Assigned task
The required output holds only the lines from the one containing "<point>475,346</point>" through the end of the material below, copied exactly, please, with no pictures.

---- Material supplied

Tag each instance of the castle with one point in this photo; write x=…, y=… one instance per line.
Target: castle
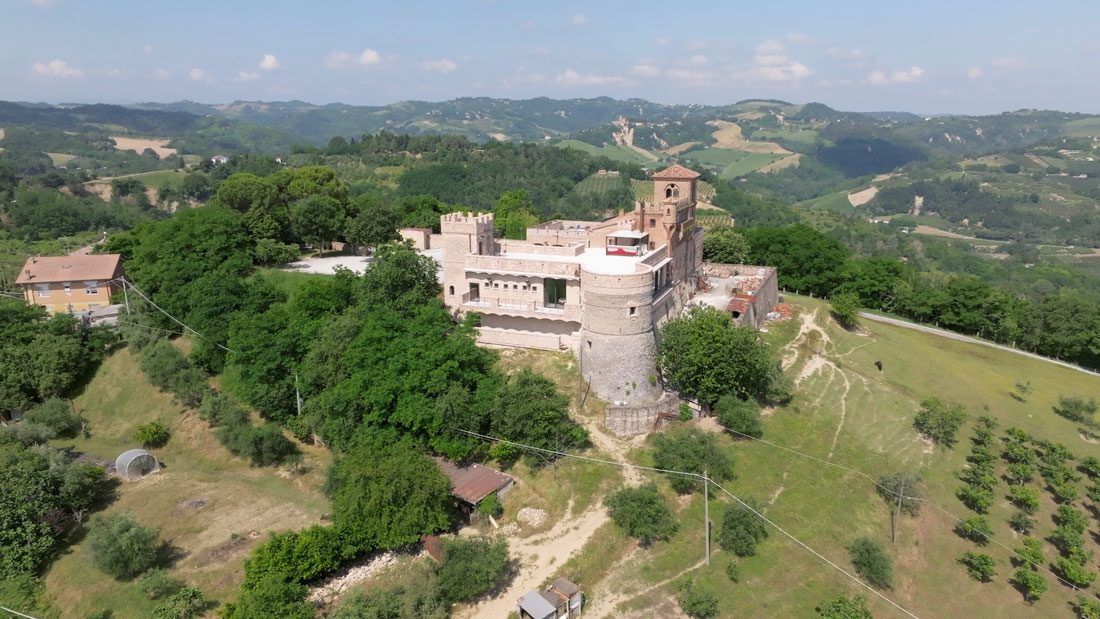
x=597, y=288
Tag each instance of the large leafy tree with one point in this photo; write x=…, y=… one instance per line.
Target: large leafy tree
x=385, y=497
x=704, y=354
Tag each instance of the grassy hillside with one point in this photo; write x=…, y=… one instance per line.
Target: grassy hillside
x=848, y=412
x=211, y=507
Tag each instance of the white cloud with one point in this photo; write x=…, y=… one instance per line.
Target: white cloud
x=270, y=63
x=854, y=54
x=771, y=63
x=56, y=68
x=573, y=78
x=345, y=61
x=800, y=39
x=442, y=65
x=880, y=77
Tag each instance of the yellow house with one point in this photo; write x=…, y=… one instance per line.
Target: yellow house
x=68, y=284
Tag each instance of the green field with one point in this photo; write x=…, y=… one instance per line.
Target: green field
x=609, y=151
x=732, y=164
x=848, y=412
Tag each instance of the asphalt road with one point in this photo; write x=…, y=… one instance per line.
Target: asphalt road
x=952, y=335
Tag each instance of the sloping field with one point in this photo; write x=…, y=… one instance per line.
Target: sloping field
x=848, y=412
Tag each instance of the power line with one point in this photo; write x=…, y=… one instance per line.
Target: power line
x=703, y=478
x=902, y=496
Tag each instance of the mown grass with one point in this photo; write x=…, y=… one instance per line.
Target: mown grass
x=210, y=506
x=827, y=507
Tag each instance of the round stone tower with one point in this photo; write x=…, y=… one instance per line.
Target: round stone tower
x=618, y=347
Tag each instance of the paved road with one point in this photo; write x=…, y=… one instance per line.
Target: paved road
x=952, y=335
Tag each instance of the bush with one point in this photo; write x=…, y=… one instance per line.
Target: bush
x=694, y=451
x=741, y=530
x=152, y=434
x=976, y=529
x=121, y=548
x=979, y=565
x=472, y=567
x=641, y=512
x=697, y=603
x=739, y=417
x=939, y=420
x=57, y=415
x=872, y=562
x=1030, y=583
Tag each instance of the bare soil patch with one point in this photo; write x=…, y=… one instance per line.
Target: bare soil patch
x=728, y=135
x=139, y=145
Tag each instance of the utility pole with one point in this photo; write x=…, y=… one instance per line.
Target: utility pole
x=706, y=515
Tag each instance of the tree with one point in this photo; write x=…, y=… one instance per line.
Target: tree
x=739, y=417
x=152, y=434
x=121, y=548
x=725, y=245
x=939, y=420
x=872, y=562
x=317, y=220
x=529, y=409
x=903, y=489
x=844, y=607
x=979, y=565
x=373, y=224
x=693, y=451
x=696, y=601
x=741, y=530
x=704, y=354
x=976, y=529
x=472, y=567
x=1030, y=583
x=845, y=308
x=385, y=497
x=399, y=278
x=642, y=514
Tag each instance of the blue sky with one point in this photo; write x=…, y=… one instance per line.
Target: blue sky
x=961, y=56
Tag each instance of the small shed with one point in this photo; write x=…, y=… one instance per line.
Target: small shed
x=134, y=464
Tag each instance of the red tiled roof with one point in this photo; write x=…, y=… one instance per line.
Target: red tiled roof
x=677, y=172
x=474, y=482
x=47, y=269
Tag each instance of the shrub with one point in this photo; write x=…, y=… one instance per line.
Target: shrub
x=697, y=603
x=872, y=562
x=152, y=434
x=57, y=415
x=740, y=417
x=694, y=451
x=472, y=567
x=844, y=607
x=939, y=420
x=1021, y=522
x=979, y=565
x=976, y=529
x=1030, y=583
x=121, y=548
x=641, y=512
x=1024, y=498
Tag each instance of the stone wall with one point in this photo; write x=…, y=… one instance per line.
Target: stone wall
x=626, y=420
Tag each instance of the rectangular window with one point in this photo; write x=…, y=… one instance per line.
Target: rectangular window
x=553, y=295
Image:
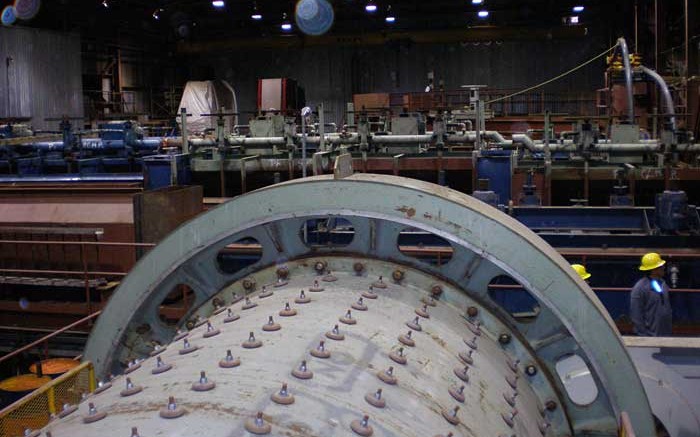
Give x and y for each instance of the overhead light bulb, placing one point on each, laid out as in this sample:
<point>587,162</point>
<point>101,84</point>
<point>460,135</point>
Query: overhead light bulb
<point>390,18</point>
<point>286,25</point>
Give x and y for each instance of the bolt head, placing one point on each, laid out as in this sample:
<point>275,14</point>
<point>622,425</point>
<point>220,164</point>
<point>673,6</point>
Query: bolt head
<point>282,272</point>
<point>504,338</point>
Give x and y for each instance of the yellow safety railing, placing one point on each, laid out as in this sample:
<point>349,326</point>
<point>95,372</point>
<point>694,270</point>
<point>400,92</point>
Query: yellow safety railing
<point>34,410</point>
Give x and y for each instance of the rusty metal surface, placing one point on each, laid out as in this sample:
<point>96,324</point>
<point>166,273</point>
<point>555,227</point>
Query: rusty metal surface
<point>326,404</point>
<point>487,243</point>
<point>158,212</point>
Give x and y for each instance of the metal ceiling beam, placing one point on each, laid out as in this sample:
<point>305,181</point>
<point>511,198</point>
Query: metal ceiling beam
<point>486,33</point>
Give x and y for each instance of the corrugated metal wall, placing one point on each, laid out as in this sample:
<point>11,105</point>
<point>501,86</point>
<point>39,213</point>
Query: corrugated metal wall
<point>40,75</point>
<point>333,74</point>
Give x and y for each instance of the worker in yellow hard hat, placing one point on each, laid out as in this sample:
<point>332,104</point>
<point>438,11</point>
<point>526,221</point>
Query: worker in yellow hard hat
<point>650,303</point>
<point>581,270</point>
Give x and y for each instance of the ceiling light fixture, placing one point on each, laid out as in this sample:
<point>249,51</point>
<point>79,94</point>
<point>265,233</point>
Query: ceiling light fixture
<point>256,15</point>
<point>390,18</point>
<point>286,25</point>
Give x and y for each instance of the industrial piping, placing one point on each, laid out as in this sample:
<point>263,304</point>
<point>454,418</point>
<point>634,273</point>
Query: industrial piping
<point>668,100</point>
<point>622,45</point>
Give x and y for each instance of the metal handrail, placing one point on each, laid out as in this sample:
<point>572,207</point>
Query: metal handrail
<point>46,338</point>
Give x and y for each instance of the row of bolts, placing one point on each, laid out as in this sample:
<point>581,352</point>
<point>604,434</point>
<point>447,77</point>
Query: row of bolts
<point>258,425</point>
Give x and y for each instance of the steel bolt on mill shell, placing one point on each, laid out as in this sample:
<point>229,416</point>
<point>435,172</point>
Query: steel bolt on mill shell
<point>130,389</point>
<point>320,351</point>
<point>335,334</point>
<point>303,298</point>
<point>161,366</point>
<point>362,427</point>
<point>171,410</point>
<point>229,361</point>
<point>204,384</point>
<point>271,326</point>
<point>251,343</point>
<point>93,415</point>
<point>282,397</point>
<point>231,316</point>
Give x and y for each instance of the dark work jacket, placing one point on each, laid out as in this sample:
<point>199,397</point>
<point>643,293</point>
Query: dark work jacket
<point>650,311</point>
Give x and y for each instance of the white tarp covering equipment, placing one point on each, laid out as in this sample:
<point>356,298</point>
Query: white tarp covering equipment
<point>208,97</point>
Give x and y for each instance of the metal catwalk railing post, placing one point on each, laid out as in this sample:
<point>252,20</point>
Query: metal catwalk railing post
<point>44,340</point>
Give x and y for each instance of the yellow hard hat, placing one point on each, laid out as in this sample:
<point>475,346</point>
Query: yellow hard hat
<point>651,261</point>
<point>581,270</point>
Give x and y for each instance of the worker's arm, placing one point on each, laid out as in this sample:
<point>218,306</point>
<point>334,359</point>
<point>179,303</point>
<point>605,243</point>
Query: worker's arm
<point>637,310</point>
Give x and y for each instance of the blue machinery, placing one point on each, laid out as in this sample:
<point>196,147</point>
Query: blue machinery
<point>118,148</point>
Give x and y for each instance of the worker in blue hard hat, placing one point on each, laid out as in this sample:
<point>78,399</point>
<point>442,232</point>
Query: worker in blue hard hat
<point>650,303</point>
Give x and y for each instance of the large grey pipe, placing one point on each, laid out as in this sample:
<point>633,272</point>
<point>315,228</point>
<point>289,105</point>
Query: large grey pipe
<point>661,83</point>
<point>622,45</point>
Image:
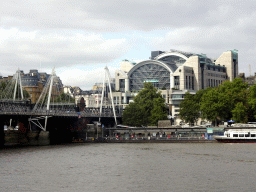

--------

Expected answer
<point>475,346</point>
Query: yellow hard hat
<point>651,261</point>
<point>581,270</point>
Give x and y for each instance of the worker's arm, placing one point on each, laid out as in this sample:
<point>218,306</point>
<point>334,359</point>
<point>179,303</point>
<point>605,243</point>
Query: worker's arm
<point>637,310</point>
Give x and y for each instance of the blue machinery, placing one point on each, laid out as in this sample:
<point>196,147</point>
Query: blue machinery
<point>118,148</point>
Give x and y for each instance of the worker in blue hard hat, placing one point on each, laid out as in this sample:
<point>78,399</point>
<point>442,232</point>
Query: worker in blue hard hat
<point>650,303</point>
Give x and y for each instance of the large grey pipe, placing one point on each, laid out as in this sample:
<point>633,272</point>
<point>315,228</point>
<point>289,105</point>
Query: large grey pipe
<point>661,83</point>
<point>622,45</point>
Image:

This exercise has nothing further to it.